* _本文抜粋_:
═══

近江商人をルーツに持つアイデスの遺伝子

 歴史ある中井家のルーツは、滋賀県の近江商人だった中井源左衛門(光武)にさかのぼる。日野屋という屋号で、日野椀という塗り物の製造販売を手がけ、江戸時代に雑貨や米などの販売を全国的に展開したという。

「日野屋が全国展開する中で、1749年には栃木県大田原に出店し、源左衛門が作った商売の基礎は、このころに完成しました。中井家の墓の筆頭に書かれている中井治左衛門から数えて、私は8代目にあたります。現在のアイデスにつながる事業を興したのが曽祖父の中井弥平で、そこから数えると4代目です。自分が近江商人の末裔だと知ったとき、いま私が経営者でいることも偶然ではなく、必然であるような感覚を持ちましたね」

 初代・弥平が興した饅頭屋は、1930年に「中井酸素溶接所」へと大きな事業変換を遂げた。酸素溶接とは、アセチレンガスに酸素ガスを混合させた高温の炎で行う溶接法で、この酸素溶接で幼児用チェアーの製造を始めた。

「関東大震災を経た昭和初期、地中から飛び出していた水道管を集めて溶接し、チェアーを作っていたといいます。チェアーは皇太子さま(現在の天皇陛下)にも献上されるようになりました。これが現在のアイデスの始まりです」

皇太子さま(現在の天皇陛下)に献上されたチェアー
皇太子さま(現在の天皇陛下)に献上されたチェアー

 そして戦後、2代目の祖父・賢二郎が1949年から子ども用三輪車の製造を開始した。

1950年ごろに製造された三輪車
1950年ごろに製造された三輪車
2人乗り三輪車。後部座席を立てると背もたれになる

2人乗り三輪車。後部座席を立てると背もたれになる

 範光氏の父・慶一氏が2代目から受け継いだとき、彼は独自のものづくり哲学を持っていたという。

「学生時代からデザイン学校に通うなど、デザインに対するこだわりが人一倍強かったですね。また、親が子に与える愛を絶対的に信じていました」

 子どもが喜ぶデザインの三輪車を作りたい──そうした慶一氏の思いが結実したのが、ディズニーキャラクターの三輪車だ。三輪車のデザインにイノベーションを起こしたといえる。

3代目社長・中井慶一氏 韓国の生産工場にて
3代目社長・中井慶一氏 韓国の生産工場にて

「父はディズニーをきっかけとして、ものづくりへのこだわりはそのままに、キャラクターライセンス事業を活用するビジネスへと転換させました。また、子どもが楽しめる三輪車を作り、自ら進んで運動に取り組んで欲しいという思いを実現するために、三輪車の正面におもちゃをつけました。当時の自転車の価格相場が4000円くらいだったのに、おもちゃをつけた三輪車を1万円で売り出したんです。でもそれが付加価値になり、三輪車のマーケットシェアの半分を占めるくらいに大成功しました」

═══

* _取り組む課題_: 本文の「初代・弥平が興した饅頭屋は」で始まる段落を、主な事実を残したまま箇条書きにまとめてください。 この後に続く行は、本文とは別個の資料です。

═══

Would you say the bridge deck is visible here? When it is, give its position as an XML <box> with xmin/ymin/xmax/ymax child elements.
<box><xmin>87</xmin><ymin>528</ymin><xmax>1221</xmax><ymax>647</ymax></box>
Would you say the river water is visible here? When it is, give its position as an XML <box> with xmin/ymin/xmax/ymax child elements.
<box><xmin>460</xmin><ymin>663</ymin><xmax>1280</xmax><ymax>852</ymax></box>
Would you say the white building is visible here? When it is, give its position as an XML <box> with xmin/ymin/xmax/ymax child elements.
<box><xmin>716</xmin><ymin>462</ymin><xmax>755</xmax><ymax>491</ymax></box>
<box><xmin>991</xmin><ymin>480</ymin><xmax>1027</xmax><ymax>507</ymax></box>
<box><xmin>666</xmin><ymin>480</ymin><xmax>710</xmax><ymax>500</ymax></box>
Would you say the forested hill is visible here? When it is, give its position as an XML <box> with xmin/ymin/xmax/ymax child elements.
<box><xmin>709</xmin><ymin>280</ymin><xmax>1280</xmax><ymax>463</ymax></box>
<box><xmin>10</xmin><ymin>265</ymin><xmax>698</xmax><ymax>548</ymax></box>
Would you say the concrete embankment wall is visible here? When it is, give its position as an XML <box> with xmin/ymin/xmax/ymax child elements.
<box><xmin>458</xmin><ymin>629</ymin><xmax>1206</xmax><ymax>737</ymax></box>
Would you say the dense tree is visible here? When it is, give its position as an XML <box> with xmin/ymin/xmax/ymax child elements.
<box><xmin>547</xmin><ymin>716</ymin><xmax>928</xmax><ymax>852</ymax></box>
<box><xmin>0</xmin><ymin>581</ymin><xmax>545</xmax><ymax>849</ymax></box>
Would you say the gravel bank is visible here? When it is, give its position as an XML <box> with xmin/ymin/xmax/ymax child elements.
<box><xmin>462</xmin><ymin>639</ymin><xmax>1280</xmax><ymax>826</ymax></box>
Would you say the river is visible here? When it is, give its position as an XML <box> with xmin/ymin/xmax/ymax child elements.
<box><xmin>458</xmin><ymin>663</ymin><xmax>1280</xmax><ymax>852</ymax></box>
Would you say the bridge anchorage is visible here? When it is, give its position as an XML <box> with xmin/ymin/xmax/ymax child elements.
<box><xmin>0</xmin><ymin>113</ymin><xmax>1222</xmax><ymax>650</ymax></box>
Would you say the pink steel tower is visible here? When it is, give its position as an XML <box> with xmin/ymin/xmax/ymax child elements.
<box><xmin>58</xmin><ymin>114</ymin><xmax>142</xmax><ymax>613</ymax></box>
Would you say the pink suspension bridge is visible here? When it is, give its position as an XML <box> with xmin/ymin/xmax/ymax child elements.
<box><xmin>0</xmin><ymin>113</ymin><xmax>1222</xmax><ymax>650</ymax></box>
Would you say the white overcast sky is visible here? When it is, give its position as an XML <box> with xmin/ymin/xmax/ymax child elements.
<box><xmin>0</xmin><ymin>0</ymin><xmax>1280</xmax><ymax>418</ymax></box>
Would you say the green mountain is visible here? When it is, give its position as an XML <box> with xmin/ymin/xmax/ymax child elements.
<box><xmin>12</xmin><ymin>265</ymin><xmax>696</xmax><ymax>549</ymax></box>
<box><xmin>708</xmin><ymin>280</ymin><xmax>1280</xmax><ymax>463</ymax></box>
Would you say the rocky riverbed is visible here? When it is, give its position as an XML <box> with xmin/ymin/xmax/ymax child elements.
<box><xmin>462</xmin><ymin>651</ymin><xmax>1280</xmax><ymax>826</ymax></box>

═══

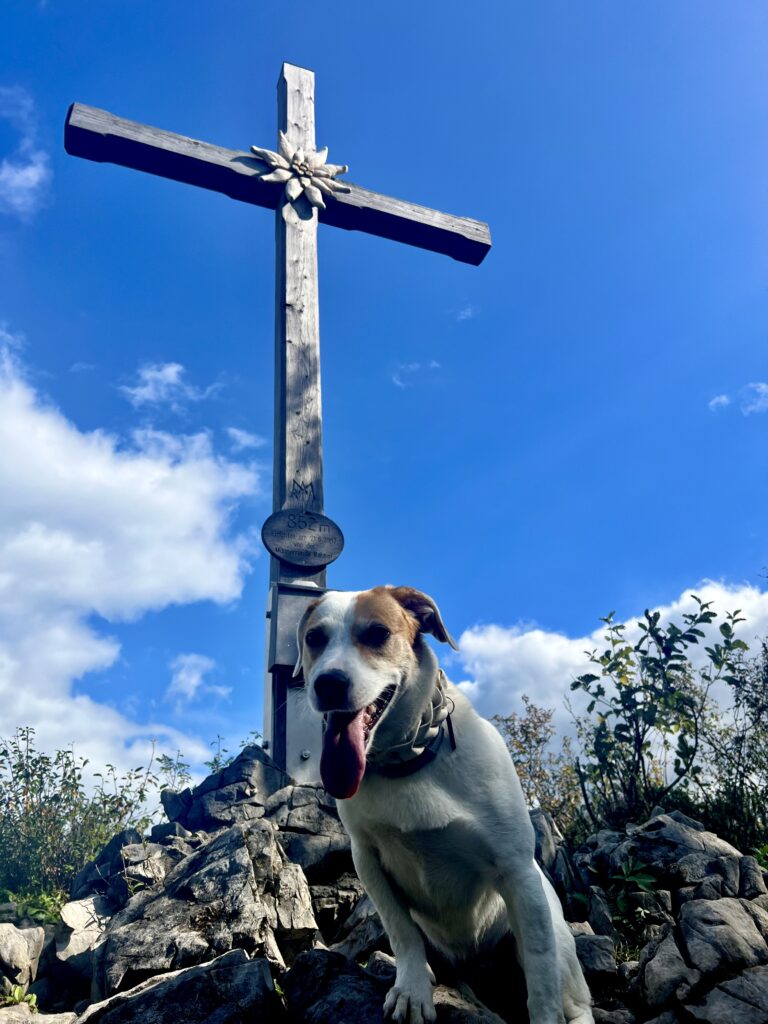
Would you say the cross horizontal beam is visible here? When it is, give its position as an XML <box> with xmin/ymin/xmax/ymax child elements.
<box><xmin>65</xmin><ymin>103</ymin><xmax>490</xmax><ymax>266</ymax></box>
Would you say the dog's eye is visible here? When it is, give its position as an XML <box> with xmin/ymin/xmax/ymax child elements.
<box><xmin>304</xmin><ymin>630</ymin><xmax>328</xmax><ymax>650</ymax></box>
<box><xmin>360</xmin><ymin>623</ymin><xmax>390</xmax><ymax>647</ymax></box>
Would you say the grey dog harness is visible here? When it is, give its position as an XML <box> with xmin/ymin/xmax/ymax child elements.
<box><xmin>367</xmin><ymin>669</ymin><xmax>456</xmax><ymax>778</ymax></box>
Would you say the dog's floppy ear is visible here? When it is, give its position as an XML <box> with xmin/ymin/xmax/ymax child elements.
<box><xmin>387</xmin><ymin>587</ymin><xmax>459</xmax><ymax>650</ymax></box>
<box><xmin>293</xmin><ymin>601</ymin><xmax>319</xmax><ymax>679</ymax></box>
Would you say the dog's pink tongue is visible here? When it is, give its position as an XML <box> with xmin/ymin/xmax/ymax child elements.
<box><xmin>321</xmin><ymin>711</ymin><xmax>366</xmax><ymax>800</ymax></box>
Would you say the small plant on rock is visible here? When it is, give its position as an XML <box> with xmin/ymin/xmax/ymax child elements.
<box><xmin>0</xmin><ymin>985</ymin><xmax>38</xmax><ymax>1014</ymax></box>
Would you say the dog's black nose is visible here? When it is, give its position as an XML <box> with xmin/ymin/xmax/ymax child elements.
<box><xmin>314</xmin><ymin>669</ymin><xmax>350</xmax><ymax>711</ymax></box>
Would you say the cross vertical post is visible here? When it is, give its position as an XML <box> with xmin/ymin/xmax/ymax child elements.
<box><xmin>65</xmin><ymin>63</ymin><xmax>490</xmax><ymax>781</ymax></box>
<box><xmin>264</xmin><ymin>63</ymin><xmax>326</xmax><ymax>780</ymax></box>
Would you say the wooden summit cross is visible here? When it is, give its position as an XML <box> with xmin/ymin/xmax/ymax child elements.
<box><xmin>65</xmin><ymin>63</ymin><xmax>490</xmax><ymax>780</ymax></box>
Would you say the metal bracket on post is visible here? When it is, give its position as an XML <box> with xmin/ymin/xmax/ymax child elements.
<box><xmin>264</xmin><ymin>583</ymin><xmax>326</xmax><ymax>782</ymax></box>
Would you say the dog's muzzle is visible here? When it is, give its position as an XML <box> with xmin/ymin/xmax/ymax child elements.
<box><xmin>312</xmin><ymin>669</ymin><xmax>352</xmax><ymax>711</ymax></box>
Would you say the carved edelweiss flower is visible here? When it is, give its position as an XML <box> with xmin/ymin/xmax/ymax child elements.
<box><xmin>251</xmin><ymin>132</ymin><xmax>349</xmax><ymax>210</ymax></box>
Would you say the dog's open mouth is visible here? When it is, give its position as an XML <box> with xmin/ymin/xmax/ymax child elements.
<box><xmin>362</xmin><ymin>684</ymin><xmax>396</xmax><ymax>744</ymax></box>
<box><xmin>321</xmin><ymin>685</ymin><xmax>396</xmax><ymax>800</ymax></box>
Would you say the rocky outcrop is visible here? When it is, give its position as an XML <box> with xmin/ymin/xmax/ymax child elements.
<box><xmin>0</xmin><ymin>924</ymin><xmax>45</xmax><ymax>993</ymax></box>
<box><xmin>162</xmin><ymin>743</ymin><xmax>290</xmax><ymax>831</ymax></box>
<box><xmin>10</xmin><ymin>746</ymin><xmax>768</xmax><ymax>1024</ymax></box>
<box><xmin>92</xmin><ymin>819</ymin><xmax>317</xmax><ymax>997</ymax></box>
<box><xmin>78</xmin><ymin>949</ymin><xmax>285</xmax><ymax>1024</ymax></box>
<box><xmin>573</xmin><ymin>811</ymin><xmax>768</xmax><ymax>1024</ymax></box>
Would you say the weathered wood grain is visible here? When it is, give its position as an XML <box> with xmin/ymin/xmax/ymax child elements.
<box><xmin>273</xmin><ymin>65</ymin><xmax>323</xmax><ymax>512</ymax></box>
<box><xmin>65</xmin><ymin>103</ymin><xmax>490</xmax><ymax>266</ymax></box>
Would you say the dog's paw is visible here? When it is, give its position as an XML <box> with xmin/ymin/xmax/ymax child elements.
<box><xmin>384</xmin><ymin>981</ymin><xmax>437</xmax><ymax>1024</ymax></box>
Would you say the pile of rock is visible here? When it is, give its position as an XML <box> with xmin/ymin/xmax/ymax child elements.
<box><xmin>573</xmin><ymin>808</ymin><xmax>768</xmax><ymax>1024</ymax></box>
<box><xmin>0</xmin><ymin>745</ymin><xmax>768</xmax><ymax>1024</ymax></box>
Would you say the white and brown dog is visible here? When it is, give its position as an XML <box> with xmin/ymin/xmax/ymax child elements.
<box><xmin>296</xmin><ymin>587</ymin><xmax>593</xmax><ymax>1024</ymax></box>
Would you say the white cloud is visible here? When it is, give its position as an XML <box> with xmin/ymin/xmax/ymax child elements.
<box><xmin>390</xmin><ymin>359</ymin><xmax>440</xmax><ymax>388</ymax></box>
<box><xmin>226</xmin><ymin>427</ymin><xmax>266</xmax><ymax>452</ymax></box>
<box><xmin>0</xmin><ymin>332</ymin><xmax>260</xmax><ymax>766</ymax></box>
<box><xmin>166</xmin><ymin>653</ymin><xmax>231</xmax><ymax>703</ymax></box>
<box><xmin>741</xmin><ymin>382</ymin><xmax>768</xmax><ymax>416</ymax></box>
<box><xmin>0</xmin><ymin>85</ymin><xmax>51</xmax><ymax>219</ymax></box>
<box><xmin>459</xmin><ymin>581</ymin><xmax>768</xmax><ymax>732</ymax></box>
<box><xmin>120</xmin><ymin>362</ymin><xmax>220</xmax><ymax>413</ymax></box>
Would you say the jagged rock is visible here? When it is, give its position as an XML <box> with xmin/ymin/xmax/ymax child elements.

═══

* _解答例_:
- 初代・弥平が興した饅頭屋は、1930年に「中井酸素溶接所」へ事業転換した。
- 酸素溶接とは、アセチレンガスと酸素ガスを混ぜた高温の炎で行う溶接法である。
- この酸素溶接によって幼児用チェアーの製造を始めた。